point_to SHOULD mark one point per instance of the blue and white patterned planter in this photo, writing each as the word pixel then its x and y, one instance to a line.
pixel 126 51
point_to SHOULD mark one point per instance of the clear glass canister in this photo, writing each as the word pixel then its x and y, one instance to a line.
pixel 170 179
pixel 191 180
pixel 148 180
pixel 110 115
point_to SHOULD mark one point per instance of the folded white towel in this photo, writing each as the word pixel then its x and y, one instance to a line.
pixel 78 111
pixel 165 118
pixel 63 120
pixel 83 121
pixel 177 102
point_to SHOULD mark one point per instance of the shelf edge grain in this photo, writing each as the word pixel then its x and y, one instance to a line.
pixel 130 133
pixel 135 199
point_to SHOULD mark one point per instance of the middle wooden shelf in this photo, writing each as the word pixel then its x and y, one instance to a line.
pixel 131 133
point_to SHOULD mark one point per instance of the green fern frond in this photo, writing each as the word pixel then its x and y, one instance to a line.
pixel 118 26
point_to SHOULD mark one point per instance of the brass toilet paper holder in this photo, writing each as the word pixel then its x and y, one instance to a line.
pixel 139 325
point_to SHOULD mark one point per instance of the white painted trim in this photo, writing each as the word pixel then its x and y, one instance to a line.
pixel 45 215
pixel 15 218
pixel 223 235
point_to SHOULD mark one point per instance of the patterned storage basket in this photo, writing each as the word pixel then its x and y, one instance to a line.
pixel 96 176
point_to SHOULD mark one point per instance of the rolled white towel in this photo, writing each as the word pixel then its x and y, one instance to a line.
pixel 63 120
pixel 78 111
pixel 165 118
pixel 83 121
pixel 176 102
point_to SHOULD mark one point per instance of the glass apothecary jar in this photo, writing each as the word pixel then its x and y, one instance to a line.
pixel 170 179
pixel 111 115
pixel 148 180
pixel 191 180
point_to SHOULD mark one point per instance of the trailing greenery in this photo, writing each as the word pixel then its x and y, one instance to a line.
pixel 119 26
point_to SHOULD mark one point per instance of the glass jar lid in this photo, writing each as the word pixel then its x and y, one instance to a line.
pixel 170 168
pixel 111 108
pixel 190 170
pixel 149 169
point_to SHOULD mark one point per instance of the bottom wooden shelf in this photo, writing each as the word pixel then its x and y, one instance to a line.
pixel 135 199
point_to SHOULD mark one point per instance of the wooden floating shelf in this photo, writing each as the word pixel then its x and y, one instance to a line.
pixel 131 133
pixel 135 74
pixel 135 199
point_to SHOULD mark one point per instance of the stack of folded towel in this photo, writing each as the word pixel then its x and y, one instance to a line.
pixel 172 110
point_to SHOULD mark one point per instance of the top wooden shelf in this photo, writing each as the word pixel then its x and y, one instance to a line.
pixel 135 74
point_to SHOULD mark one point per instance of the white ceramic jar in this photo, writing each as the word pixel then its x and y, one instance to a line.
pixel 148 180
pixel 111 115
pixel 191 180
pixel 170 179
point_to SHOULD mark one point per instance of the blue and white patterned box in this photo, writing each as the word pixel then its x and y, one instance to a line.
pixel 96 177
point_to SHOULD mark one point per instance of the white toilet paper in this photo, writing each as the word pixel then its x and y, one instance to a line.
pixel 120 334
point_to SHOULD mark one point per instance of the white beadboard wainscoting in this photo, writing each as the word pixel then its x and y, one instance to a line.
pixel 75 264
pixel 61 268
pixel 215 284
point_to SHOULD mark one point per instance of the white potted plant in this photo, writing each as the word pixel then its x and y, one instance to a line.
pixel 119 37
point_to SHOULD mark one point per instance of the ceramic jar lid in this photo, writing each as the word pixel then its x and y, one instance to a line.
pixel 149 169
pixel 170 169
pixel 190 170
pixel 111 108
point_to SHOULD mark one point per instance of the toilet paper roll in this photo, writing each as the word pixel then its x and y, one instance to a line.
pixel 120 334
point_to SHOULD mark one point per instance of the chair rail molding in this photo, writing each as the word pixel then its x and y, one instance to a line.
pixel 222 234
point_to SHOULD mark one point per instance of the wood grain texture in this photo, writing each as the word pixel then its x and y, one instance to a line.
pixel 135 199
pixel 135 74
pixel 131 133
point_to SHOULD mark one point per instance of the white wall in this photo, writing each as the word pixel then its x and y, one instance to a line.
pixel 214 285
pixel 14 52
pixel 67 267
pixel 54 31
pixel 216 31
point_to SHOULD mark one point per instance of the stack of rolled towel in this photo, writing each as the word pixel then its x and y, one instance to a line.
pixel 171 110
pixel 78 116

* * * *

WHAT THE TASK ASKS |
Edit the lines that start with the line containing "point_to SHOULD mark one point per instance of the wooden" and continue through the line containing "pixel 222 234". Change "ceramic jar lid" to "porcelain jar lid" and leave all other text unchanged. Give only those lines.

WRITTEN RESPONSE |
point_to SHOULD mark one point per instance of the wooden floating shelf in this photo, writing each as the word pixel then its x and y, one instance to a line.
pixel 131 133
pixel 135 74
pixel 135 199
point_to SHOULD mark one point per instance of the stack of folded towel in this photo, writing each as the word pixel then its x and y, one instance to a line.
pixel 172 110
point_to SHOULD mark one point per instance of the top wooden shelf in this photo, writing each as the word pixel then its x and y, one instance to a line.
pixel 135 74
point_to SHOULD mark one point per instance of the white ceramic jar in this photo, writing each as the word pixel then its x and y, one instance to a line.
pixel 148 180
pixel 111 115
pixel 191 180
pixel 170 179
point_to SHOULD mark one point per instance of the blue and white patterned box in this photo, writing each as the word pixel then its x and y, one instance to a line.
pixel 96 177
point_to SHOULD mark one point per instance of the white toilet paper in this photo, writing each as the word pixel then its x and y, one instance to a line.
pixel 120 334
point_to SHOULD mark one point per instance of the white beadboard wainscoting in this photo, writing each as the word pixel then its x and y, one instance to a line.
pixel 75 264
pixel 61 268
pixel 215 284
point_to SHOULD mark one point per instance of the white potted plant in this photo, writing each as the word pixel then its x and y, one instance to a line.
pixel 119 37
point_to SHOULD mark one point per instance of the porcelain jar lid in this photo, writing each as the word pixel then its x and y, one instance to a line.
pixel 149 169
pixel 170 169
pixel 190 170
pixel 111 108
point_to SHOULD mark one point per instance of the toilet paper roll in this photo, writing each as the word pixel then its x and y, one instance to a line.
pixel 120 334
point_to SHOULD mark one point per instance of the chair rail molding in this photo, writing each as the word pixel then its x and y, one instance to a line.
pixel 222 234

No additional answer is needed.